#### Data extract
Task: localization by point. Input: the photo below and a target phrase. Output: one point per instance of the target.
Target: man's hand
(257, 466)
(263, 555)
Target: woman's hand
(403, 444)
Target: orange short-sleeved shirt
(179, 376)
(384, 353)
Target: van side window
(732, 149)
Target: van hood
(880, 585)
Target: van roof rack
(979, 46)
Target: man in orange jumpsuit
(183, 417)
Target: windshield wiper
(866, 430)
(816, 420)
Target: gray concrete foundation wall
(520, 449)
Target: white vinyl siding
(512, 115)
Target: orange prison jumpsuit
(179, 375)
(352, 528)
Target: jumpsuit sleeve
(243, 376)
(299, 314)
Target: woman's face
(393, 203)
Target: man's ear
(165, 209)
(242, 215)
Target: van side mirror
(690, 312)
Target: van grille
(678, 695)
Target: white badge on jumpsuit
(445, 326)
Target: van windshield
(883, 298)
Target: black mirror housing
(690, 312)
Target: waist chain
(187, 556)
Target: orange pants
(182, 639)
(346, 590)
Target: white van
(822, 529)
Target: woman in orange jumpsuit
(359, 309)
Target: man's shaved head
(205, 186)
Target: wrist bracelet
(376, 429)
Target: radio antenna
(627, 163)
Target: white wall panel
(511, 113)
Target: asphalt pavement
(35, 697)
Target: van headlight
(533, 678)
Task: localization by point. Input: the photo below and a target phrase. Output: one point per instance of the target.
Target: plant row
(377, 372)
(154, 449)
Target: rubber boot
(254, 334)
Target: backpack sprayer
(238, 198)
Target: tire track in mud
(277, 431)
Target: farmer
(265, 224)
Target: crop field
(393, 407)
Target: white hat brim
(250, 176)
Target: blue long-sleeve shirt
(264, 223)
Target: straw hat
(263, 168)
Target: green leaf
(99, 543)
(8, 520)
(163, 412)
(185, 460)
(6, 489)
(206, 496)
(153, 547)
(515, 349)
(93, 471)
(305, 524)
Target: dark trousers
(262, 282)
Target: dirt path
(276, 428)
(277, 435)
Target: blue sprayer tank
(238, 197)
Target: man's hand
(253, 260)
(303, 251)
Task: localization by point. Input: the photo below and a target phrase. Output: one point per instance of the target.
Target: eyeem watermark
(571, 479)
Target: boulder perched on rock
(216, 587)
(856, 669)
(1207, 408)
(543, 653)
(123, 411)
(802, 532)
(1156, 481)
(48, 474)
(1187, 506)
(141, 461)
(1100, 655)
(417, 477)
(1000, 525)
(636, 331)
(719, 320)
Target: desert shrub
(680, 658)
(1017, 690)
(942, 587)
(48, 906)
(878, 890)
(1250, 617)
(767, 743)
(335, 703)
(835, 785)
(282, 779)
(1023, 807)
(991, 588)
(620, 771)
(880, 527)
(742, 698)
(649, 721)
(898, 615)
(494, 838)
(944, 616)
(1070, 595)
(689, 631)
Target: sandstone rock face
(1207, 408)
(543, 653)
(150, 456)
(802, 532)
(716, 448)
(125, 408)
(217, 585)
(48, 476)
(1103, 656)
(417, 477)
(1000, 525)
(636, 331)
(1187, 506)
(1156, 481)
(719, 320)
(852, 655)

#### What is being asked
Return every row above verbatim, from first to last.

#### Response
Task: localization by point. Input: the photo below and a target phrase. Output: one point per instance of the target.
Target: man's hand
(257, 466)
(263, 555)
Target: woman's hand
(403, 444)
Target: orange short-sleeved shirt
(179, 376)
(384, 353)
Target: van side window
(732, 149)
Target: van hood
(880, 585)
Target: van roof rack
(979, 46)
Target: man in orange jumpsuit
(183, 417)
Target: windshield wiper
(866, 430)
(816, 420)
Target: gray concrete foundation wall
(520, 449)
Target: white vinyl siding
(512, 115)
Target: orange prison jumpsuit
(179, 375)
(352, 528)
Target: jumpsuit sleeve
(243, 376)
(299, 314)
Target: woman's face
(393, 203)
Target: man's ear
(165, 209)
(242, 215)
Target: van side mirror
(690, 312)
Target: van grille
(678, 695)
Target: white badge on jumpsuit
(445, 326)
Target: van windshield
(883, 298)
Target: black mirror housing
(690, 312)
Target: waist chain
(187, 556)
Target: orange pants
(182, 639)
(346, 590)
Target: white van
(822, 529)
Target: woman in orange jumpsuit
(359, 309)
Target: man's shaved head
(205, 186)
Target: wrist bracelet
(376, 429)
Target: radio antenna
(627, 163)
Target: white wall panel
(511, 113)
Target: asphalt pavement
(35, 697)
Target: van headlight
(533, 678)
Task: localization by point. Input: the photo below and a target phrase. Output: one point per instance of the target.
Target: plant row
(377, 372)
(154, 449)
Target: rubber boot
(254, 334)
Target: backpack sprayer
(238, 198)
Target: tire track in mud
(277, 431)
Target: farmer
(265, 224)
Target: crop field
(393, 407)
Target: white hat brim
(250, 176)
Target: blue long-sleeve shirt
(264, 223)
Target: straw hat
(263, 168)
Target: green leaf
(99, 543)
(8, 520)
(163, 412)
(185, 460)
(6, 489)
(206, 496)
(153, 547)
(515, 349)
(93, 471)
(305, 524)
Target: dark trousers
(262, 282)
Target: dirt path
(276, 428)
(277, 435)
Target: blue sprayer tank
(238, 197)
Target: man's hand
(253, 260)
(303, 251)
Task: localization by point. Input: the photo below and a target phrase. Output: one point per instance of the target.
Target: eyeem watermark
(571, 479)
Target: boulder perched on rock
(216, 587)
(856, 669)
(1207, 408)
(543, 653)
(123, 411)
(802, 532)
(1156, 481)
(48, 474)
(1187, 506)
(141, 461)
(1100, 655)
(417, 477)
(1000, 525)
(636, 331)
(719, 320)
Target: desert shrub
(680, 658)
(1017, 690)
(942, 587)
(48, 906)
(878, 890)
(1250, 617)
(767, 743)
(335, 703)
(835, 785)
(282, 779)
(1023, 807)
(991, 588)
(620, 771)
(880, 527)
(742, 698)
(649, 721)
(898, 615)
(494, 838)
(944, 616)
(1070, 595)
(689, 631)
Target: sandstone rock face
(1207, 408)
(543, 653)
(150, 456)
(802, 532)
(716, 448)
(125, 408)
(217, 585)
(48, 476)
(1103, 656)
(417, 477)
(1000, 525)
(636, 331)
(1187, 506)
(1156, 481)
(719, 320)
(852, 655)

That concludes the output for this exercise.